WHAT THIS TASK INVOLVES = Please copy exactly the lines that begin with the one containing "Exercise. Tag the trailer tire" and end with the last line of the entries.

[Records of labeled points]
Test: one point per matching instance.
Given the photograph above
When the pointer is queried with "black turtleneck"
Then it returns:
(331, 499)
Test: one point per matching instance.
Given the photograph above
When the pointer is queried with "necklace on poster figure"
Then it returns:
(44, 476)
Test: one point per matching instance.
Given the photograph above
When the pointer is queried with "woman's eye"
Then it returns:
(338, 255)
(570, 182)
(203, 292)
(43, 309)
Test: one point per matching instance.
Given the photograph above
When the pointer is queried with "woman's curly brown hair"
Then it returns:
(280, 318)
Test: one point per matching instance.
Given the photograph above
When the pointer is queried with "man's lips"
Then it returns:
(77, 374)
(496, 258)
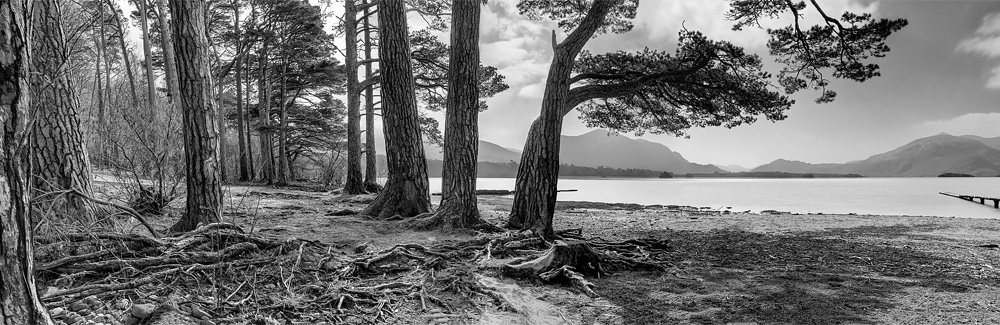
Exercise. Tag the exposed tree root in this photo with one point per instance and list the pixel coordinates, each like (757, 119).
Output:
(128, 210)
(243, 274)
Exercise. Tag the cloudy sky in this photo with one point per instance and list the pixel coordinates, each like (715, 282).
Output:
(942, 75)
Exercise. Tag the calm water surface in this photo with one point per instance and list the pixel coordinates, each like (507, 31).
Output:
(890, 196)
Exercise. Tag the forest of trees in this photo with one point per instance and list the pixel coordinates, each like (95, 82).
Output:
(261, 91)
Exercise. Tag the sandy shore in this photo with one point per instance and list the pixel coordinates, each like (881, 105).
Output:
(732, 268)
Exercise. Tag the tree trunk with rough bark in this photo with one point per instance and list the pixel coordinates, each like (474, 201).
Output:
(19, 301)
(355, 182)
(251, 172)
(283, 168)
(169, 54)
(221, 120)
(406, 192)
(201, 139)
(264, 114)
(58, 153)
(148, 55)
(458, 207)
(371, 173)
(538, 173)
(125, 56)
(243, 165)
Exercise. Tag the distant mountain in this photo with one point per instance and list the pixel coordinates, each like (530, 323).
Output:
(488, 152)
(733, 168)
(992, 142)
(602, 148)
(930, 156)
(593, 149)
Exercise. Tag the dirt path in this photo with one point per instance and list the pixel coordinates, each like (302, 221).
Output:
(731, 269)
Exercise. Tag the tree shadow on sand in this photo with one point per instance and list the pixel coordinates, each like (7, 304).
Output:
(734, 276)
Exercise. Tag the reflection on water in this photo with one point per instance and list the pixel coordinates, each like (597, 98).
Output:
(894, 196)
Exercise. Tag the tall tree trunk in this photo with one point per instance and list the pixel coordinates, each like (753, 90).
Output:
(125, 57)
(458, 207)
(19, 301)
(244, 170)
(538, 173)
(201, 139)
(264, 113)
(371, 165)
(104, 49)
(282, 175)
(169, 55)
(250, 169)
(221, 120)
(406, 192)
(58, 153)
(148, 59)
(355, 182)
(100, 92)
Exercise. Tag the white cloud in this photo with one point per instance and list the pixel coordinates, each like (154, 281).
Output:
(986, 42)
(664, 18)
(534, 90)
(981, 124)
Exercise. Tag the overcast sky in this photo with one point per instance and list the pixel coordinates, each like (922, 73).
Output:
(942, 75)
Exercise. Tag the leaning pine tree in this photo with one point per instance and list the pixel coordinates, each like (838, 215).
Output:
(58, 154)
(461, 134)
(406, 193)
(19, 301)
(201, 139)
(704, 83)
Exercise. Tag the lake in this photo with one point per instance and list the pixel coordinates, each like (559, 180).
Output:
(888, 196)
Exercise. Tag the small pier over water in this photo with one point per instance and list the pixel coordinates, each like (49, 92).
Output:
(973, 198)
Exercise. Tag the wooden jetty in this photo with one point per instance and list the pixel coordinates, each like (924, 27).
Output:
(973, 198)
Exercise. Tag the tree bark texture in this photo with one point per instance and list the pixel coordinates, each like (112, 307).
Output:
(148, 55)
(19, 301)
(371, 164)
(201, 139)
(538, 173)
(221, 120)
(125, 55)
(406, 192)
(355, 182)
(58, 153)
(169, 53)
(243, 165)
(461, 133)
(264, 114)
(283, 168)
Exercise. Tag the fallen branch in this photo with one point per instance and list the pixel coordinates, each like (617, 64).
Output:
(128, 210)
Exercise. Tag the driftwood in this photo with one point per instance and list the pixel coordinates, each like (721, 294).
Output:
(248, 272)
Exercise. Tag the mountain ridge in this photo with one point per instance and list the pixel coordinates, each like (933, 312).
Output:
(929, 156)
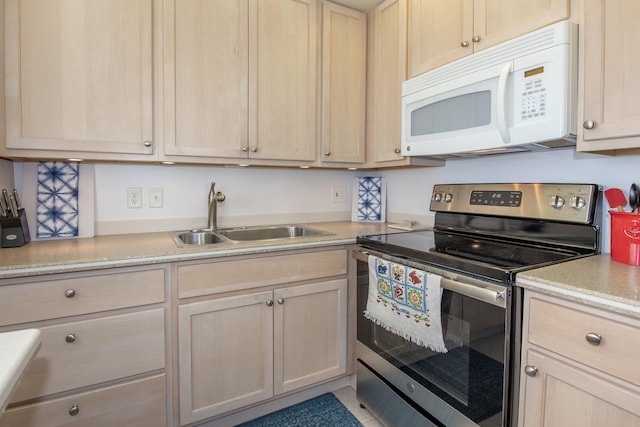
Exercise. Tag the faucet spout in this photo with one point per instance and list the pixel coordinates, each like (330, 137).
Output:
(214, 199)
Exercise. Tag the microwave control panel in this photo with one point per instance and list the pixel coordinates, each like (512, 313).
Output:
(533, 95)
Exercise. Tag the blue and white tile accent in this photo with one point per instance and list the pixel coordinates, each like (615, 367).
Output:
(370, 205)
(57, 199)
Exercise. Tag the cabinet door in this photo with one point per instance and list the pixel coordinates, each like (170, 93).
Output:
(79, 76)
(206, 58)
(225, 354)
(562, 395)
(388, 68)
(344, 45)
(282, 100)
(496, 21)
(440, 32)
(610, 84)
(310, 338)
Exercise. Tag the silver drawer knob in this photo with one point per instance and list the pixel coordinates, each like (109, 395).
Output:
(532, 371)
(593, 338)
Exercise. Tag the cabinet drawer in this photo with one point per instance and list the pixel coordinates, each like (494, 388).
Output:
(563, 330)
(140, 403)
(100, 350)
(224, 276)
(50, 299)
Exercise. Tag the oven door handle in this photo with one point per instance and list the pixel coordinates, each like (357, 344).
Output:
(482, 291)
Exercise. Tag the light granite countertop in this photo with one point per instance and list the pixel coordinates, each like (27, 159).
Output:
(596, 281)
(61, 256)
(17, 349)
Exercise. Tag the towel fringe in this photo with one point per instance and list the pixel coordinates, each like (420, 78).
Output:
(404, 334)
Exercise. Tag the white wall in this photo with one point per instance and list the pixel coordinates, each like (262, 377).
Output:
(253, 196)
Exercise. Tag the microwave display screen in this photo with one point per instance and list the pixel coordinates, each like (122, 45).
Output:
(534, 71)
(496, 198)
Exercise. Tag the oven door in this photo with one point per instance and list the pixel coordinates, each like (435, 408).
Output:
(465, 386)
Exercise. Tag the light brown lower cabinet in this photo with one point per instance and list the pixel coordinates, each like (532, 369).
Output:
(579, 366)
(239, 350)
(139, 403)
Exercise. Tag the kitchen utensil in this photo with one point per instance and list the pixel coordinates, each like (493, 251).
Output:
(634, 197)
(616, 199)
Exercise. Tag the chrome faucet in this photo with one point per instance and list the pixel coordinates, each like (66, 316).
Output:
(214, 199)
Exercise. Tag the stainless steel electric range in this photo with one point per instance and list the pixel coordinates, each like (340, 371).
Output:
(483, 235)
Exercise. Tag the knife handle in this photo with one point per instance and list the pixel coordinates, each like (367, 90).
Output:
(14, 206)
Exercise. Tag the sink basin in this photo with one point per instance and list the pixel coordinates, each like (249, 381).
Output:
(244, 234)
(197, 237)
(269, 233)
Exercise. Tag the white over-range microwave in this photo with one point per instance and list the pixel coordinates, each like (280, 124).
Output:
(520, 95)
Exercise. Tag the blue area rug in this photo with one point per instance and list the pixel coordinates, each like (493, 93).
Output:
(322, 411)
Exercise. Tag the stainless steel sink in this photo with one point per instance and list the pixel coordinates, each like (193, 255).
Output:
(243, 234)
(197, 237)
(270, 233)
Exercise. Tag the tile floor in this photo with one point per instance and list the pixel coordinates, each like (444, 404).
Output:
(347, 396)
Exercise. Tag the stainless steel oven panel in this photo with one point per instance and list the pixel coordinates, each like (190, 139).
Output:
(467, 286)
(438, 408)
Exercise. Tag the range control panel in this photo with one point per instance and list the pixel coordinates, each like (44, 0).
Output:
(555, 202)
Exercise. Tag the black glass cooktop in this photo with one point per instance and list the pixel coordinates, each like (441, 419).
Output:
(472, 255)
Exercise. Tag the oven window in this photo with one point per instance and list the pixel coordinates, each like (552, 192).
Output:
(470, 376)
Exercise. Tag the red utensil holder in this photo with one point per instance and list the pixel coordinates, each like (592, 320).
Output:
(625, 237)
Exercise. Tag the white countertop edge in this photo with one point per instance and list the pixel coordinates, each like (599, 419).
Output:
(581, 296)
(158, 259)
(17, 349)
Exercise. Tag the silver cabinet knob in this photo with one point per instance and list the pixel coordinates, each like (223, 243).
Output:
(532, 371)
(593, 338)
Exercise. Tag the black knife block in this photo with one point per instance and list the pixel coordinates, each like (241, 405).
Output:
(15, 230)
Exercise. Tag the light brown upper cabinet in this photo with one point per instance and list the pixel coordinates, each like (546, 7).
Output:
(344, 62)
(240, 79)
(609, 84)
(386, 70)
(78, 78)
(441, 31)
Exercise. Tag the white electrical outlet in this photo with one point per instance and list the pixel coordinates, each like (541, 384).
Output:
(134, 198)
(155, 197)
(338, 194)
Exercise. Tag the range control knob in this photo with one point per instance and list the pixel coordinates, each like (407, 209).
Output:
(556, 201)
(577, 202)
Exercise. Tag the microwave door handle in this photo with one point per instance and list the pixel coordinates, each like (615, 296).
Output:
(501, 111)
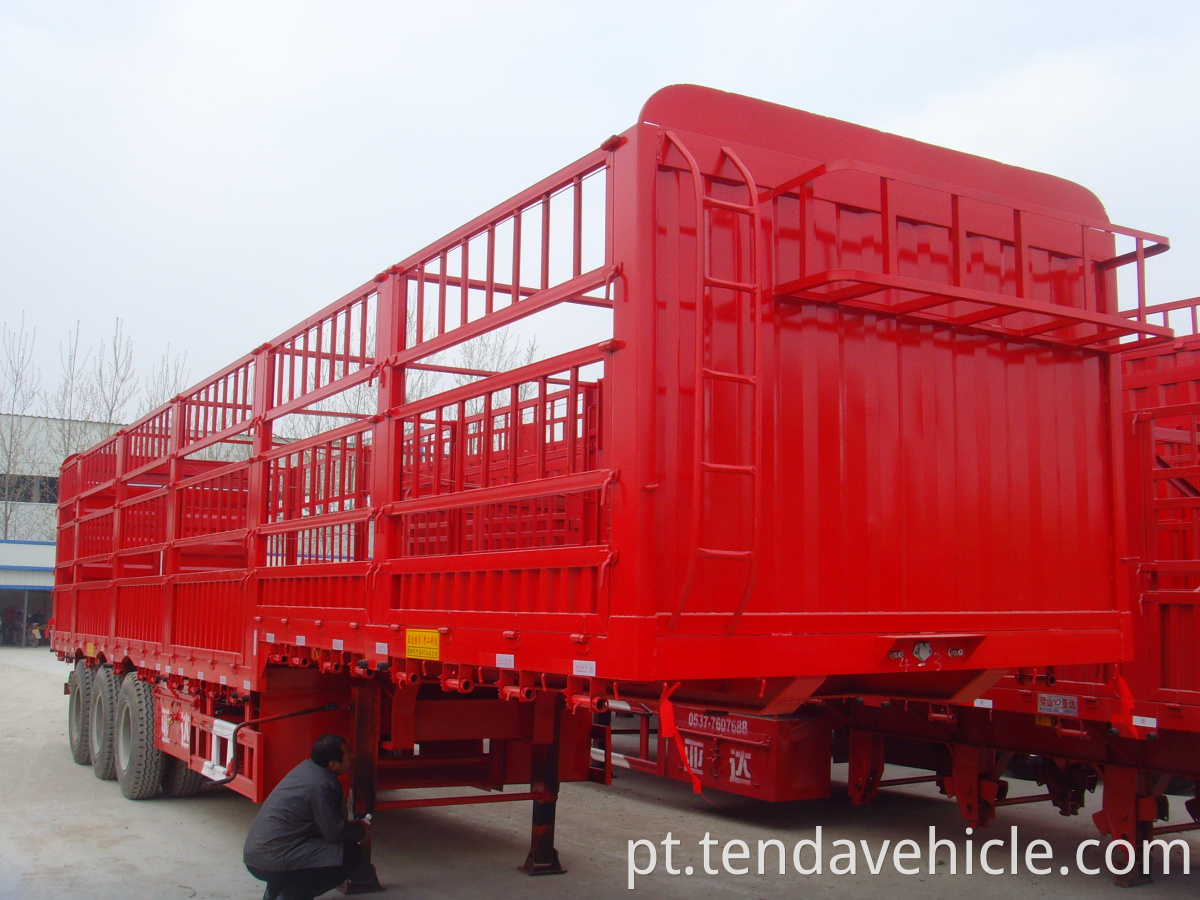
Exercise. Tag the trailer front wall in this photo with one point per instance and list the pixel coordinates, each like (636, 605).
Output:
(769, 471)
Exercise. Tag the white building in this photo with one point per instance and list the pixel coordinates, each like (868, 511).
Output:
(31, 453)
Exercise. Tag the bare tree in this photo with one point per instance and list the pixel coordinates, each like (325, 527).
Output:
(19, 389)
(168, 378)
(114, 382)
(499, 351)
(72, 403)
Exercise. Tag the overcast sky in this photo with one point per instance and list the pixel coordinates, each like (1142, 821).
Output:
(214, 172)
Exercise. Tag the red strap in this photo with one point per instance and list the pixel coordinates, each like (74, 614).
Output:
(667, 726)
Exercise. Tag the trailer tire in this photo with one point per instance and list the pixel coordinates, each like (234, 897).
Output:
(138, 762)
(79, 713)
(178, 780)
(102, 721)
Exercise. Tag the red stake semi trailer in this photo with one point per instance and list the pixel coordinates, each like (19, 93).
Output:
(1133, 726)
(829, 413)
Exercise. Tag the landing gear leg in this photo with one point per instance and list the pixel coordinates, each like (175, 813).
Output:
(366, 753)
(543, 857)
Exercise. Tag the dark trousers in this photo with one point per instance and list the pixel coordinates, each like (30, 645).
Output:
(309, 883)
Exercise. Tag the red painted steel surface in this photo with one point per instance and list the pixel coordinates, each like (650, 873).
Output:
(857, 403)
(1157, 693)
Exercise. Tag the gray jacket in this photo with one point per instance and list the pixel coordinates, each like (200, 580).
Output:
(303, 823)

RESPONSE TO THE EXERCISE =
Exercise. Tag the trailer tire in this photo with one point per instance and list the pixel coordinates, each like (234, 897).
Output:
(138, 762)
(79, 713)
(178, 780)
(102, 721)
Exercise. Tag the red stake semi trailer in this photo with one point per instance and list the pixel coordinates, each like (19, 93).
Output:
(1133, 726)
(829, 413)
Exercise. Tag the landing gear leg in this photo with one point per instance and list the pixel coordinates, each like (175, 813).
Output:
(366, 753)
(543, 857)
Exercise. Tag the dark trousers in this photo with one point per instance and list the pixel coordinates, each like (30, 645).
Output:
(309, 883)
Exercise. Tag the red painted steel surface in this photo with one point per instance and list the pixel coordinates, each like (650, 873).
Output:
(857, 403)
(1157, 693)
Exercise. Tag the gray jacket in this photo with one point per instance and list the pixel coordinates, each like (200, 580).
Output:
(303, 823)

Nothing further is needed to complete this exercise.